## Begin Data for processing

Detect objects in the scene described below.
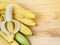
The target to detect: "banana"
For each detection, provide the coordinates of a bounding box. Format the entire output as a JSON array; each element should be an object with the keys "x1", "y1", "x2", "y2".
[
  {"x1": 0, "y1": 31, "x2": 19, "y2": 45},
  {"x1": 20, "y1": 23, "x2": 32, "y2": 35},
  {"x1": 15, "y1": 32, "x2": 30, "y2": 45},
  {"x1": 6, "y1": 21, "x2": 14, "y2": 33},
  {"x1": 0, "y1": 35, "x2": 11, "y2": 45},
  {"x1": 0, "y1": 0, "x2": 36, "y2": 19}
]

## End Data for processing

Reproduce every row above, substituting "enclosing rectangle" for "bounding box" and leaving everything else unchanged. Omit the pictures.

Task answer -
Detect objects in the scene described below.
The target to detect: "banana"
For each detection, provide the coordinates of a enclosing rectangle. Format the entire output as a JSON array; each element should be an object with the keys "x1", "y1", "x2", "y2".
[
  {"x1": 0, "y1": 31, "x2": 19, "y2": 45},
  {"x1": 20, "y1": 23, "x2": 32, "y2": 35},
  {"x1": 15, "y1": 32, "x2": 30, "y2": 45},
  {"x1": 6, "y1": 21, "x2": 14, "y2": 33},
  {"x1": 0, "y1": 35, "x2": 11, "y2": 45},
  {"x1": 0, "y1": 0, "x2": 36, "y2": 19}
]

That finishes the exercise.